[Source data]
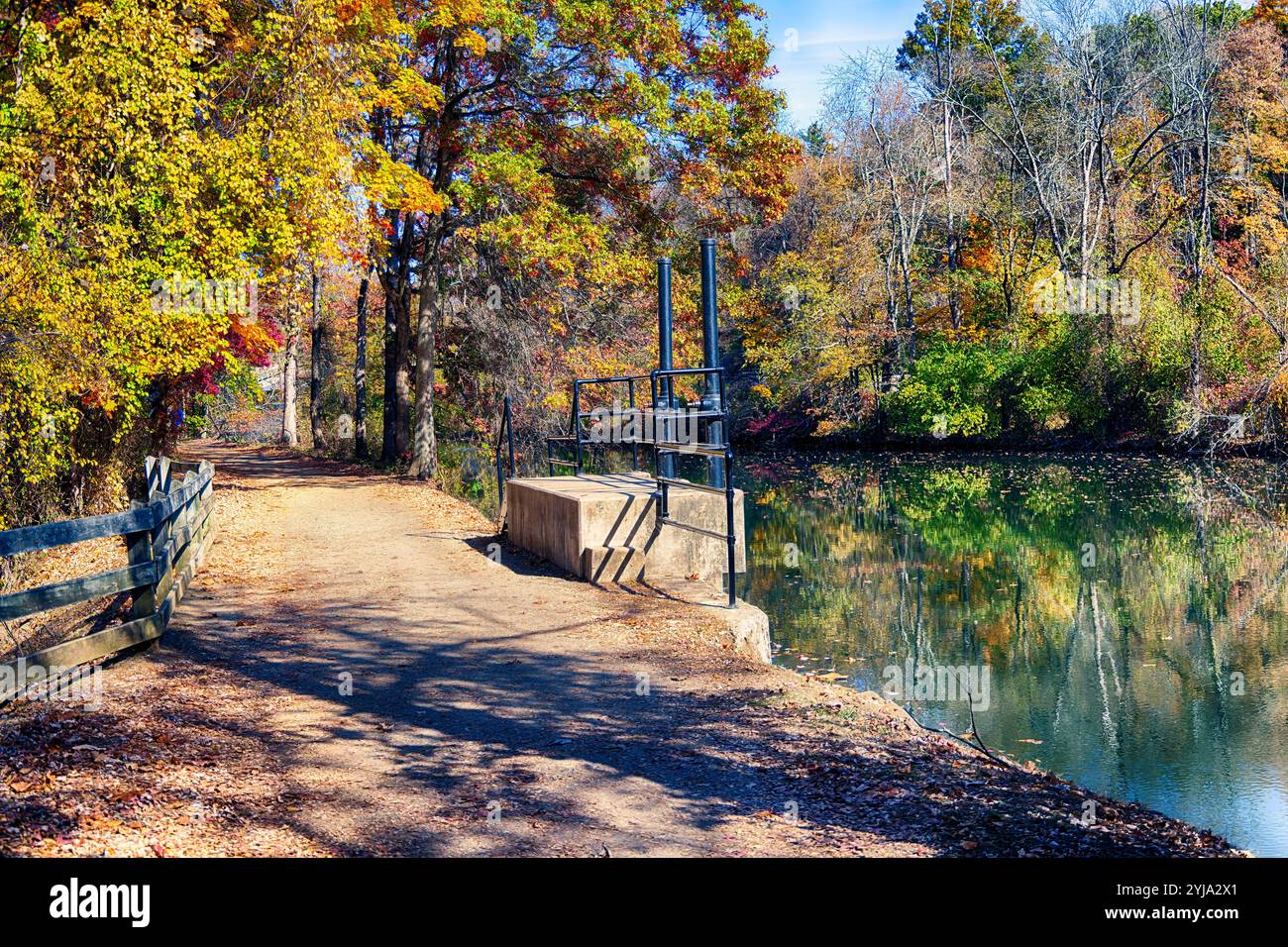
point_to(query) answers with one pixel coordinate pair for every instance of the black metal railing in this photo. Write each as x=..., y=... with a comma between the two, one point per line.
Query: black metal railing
x=503, y=433
x=661, y=425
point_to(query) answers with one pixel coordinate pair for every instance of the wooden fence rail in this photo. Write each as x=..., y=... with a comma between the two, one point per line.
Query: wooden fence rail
x=165, y=540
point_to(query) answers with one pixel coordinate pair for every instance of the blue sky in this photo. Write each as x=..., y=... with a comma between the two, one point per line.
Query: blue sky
x=825, y=33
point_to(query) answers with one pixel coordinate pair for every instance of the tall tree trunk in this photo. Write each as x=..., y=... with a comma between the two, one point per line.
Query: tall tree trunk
x=317, y=367
x=424, y=446
x=360, y=375
x=290, y=368
x=954, y=303
x=389, y=444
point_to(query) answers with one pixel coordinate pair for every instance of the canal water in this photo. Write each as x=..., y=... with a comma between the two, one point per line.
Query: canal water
x=1120, y=621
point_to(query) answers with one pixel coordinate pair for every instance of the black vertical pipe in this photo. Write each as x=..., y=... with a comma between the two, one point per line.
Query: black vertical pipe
x=509, y=428
x=664, y=402
x=711, y=356
x=576, y=420
x=729, y=523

§ **Task instructions**
The lines from the one with "Query: tall tree trunk" through the final line of the data are to be reproduced exactly, both included, with no other lines.

§ **Solution to the exercise**
Query: tall tree trunk
x=317, y=367
x=424, y=446
x=360, y=375
x=290, y=368
x=954, y=303
x=389, y=444
point_to(query) answers with one pixel coordinate pair for every instance of the canal water in this photo. Write each as x=..., y=... with a comma between the two, one point per line.
Query: canal water
x=1120, y=621
point_to(query) answers with one pixel coordinate pair for every instance of the black vertical pipe in this photo. Write each as x=..., y=... with a comma between the two, one point per line.
Query: black vertical pipe
x=509, y=428
x=664, y=402
x=711, y=356
x=576, y=420
x=729, y=523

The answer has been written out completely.